▶ _Problem to solve_
Rewrite each of the records below, changing every "Reviewer note" to "Annotator note" and leaving everything else as it is.

╔══

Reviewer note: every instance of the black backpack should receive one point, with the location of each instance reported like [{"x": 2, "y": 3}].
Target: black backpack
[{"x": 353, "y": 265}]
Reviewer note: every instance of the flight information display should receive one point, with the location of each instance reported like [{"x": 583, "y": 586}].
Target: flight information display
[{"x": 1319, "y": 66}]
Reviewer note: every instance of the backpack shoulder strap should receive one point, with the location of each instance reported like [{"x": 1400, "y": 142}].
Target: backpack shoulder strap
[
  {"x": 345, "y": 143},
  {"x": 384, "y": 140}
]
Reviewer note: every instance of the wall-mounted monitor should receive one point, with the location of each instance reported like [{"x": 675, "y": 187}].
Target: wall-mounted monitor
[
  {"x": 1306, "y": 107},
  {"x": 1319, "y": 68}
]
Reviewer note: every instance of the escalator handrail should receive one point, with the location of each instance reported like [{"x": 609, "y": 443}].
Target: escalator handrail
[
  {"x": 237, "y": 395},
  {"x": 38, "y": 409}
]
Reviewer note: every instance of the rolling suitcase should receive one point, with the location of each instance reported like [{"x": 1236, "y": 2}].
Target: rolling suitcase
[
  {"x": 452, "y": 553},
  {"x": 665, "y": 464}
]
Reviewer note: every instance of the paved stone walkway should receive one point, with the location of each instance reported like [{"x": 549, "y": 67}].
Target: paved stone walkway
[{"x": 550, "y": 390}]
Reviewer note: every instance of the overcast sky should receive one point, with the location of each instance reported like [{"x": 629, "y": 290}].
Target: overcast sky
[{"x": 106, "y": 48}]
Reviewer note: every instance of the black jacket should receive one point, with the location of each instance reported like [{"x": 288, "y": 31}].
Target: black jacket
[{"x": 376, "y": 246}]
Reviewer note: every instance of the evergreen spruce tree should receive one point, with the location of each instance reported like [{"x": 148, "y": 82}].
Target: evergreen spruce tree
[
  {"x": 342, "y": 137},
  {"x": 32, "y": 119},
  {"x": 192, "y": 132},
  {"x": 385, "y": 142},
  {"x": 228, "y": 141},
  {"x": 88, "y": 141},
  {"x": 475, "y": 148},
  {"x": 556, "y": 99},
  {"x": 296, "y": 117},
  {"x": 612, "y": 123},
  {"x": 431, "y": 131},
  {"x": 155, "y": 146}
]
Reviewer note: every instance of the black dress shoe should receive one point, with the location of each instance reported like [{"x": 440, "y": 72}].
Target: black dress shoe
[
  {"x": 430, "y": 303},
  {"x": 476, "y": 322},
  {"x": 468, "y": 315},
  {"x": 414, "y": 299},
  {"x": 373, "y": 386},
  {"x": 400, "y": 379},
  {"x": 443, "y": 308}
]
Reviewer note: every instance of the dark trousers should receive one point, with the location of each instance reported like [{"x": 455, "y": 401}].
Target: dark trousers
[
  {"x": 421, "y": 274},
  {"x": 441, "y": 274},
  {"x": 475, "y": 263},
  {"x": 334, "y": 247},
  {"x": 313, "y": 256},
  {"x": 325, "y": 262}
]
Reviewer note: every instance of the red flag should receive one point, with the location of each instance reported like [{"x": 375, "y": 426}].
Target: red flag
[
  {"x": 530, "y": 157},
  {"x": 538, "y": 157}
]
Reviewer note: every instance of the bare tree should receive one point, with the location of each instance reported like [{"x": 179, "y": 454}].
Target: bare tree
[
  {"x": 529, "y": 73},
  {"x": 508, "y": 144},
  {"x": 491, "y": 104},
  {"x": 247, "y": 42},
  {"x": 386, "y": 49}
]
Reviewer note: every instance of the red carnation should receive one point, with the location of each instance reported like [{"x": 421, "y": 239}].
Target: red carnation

╚══

▶ _Answer to the exercise_
Annotator note: every instance of the black backpack should receive one point, with the location of each instance reported like [{"x": 2, "y": 3}].
Target: black backpack
[{"x": 353, "y": 265}]
Annotator note: every instance of the flight information display should receive one point, with the location of each instance reported like [{"x": 583, "y": 586}].
Target: flight information display
[{"x": 1319, "y": 66}]
Annotator note: every instance of the backpack shoulder strap should receive one point, with the location of each instance reported like [{"x": 1400, "y": 142}].
Target: backpack shoulder strap
[
  {"x": 345, "y": 143},
  {"x": 384, "y": 140}
]
Annotator note: every instance of the wall-mounted monitor should receive one point, with the location of each instance reported like [{"x": 675, "y": 187}].
Target: wall-mounted monitor
[
  {"x": 1306, "y": 107},
  {"x": 1319, "y": 68}
]
Annotator note: every instance of the escalator handrail should receive one point, with the location of each instance reported like [{"x": 609, "y": 443}].
Target: escalator handrail
[
  {"x": 237, "y": 395},
  {"x": 38, "y": 409}
]
Annotator note: every instance of the rolling suitcase should receive one point, with the location of each instance reported like [{"x": 1236, "y": 2}].
Target: rolling suitcase
[
  {"x": 452, "y": 553},
  {"x": 665, "y": 464}
]
Annotator note: every instance of the paved stone walkway should receive one point, with the location of each instance reported like [{"x": 549, "y": 67}].
Target: paved stone walkway
[{"x": 550, "y": 390}]
Annotator note: every instance of the overcast sky should receive one point, with the location of each instance reported like [{"x": 629, "y": 290}].
Target: overcast sky
[{"x": 106, "y": 48}]
Annotator note: every instance of the black jacket should receive one point, with the location of each instance reported like [{"x": 288, "y": 31}].
Target: black jacket
[{"x": 376, "y": 246}]
Annotator note: every instance of the evergreen spruce tree should receive one point, with the location of each instance reported like [{"x": 148, "y": 82}].
Target: evergreen spruce tree
[
  {"x": 342, "y": 137},
  {"x": 32, "y": 119},
  {"x": 192, "y": 132},
  {"x": 385, "y": 142},
  {"x": 228, "y": 141},
  {"x": 88, "y": 141},
  {"x": 475, "y": 148},
  {"x": 556, "y": 99},
  {"x": 296, "y": 117},
  {"x": 612, "y": 123},
  {"x": 431, "y": 131},
  {"x": 155, "y": 146}
]
Annotator note: every instance of the black dress shoe should receive one point, with the location of each instance reported like [{"x": 440, "y": 72}].
Target: black dress shoe
[
  {"x": 430, "y": 303},
  {"x": 476, "y": 322},
  {"x": 468, "y": 315},
  {"x": 414, "y": 299},
  {"x": 373, "y": 386},
  {"x": 400, "y": 379},
  {"x": 443, "y": 308}
]
Annotator note: every instance of the dark trousers should receive one point, with the location of each instance reported like [{"x": 455, "y": 401}].
Target: dark trousers
[
  {"x": 421, "y": 274},
  {"x": 441, "y": 274},
  {"x": 475, "y": 263},
  {"x": 334, "y": 247},
  {"x": 313, "y": 256},
  {"x": 325, "y": 262}
]
Annotator note: every instance of the red flag should receive one point, with the location of each instance reported like [{"x": 375, "y": 426}].
Target: red flag
[
  {"x": 530, "y": 157},
  {"x": 538, "y": 157}
]
Annotator note: every instance of the bare tree should receive one point, with the location of each instance reported like [{"x": 179, "y": 454}].
Target: bare tree
[
  {"x": 529, "y": 73},
  {"x": 508, "y": 144},
  {"x": 491, "y": 104},
  {"x": 247, "y": 42},
  {"x": 386, "y": 49}
]
Annotator note: every instance of the red carnation should receive one point, with the location of each instance reported like [{"x": 421, "y": 239}].
Target: red carnation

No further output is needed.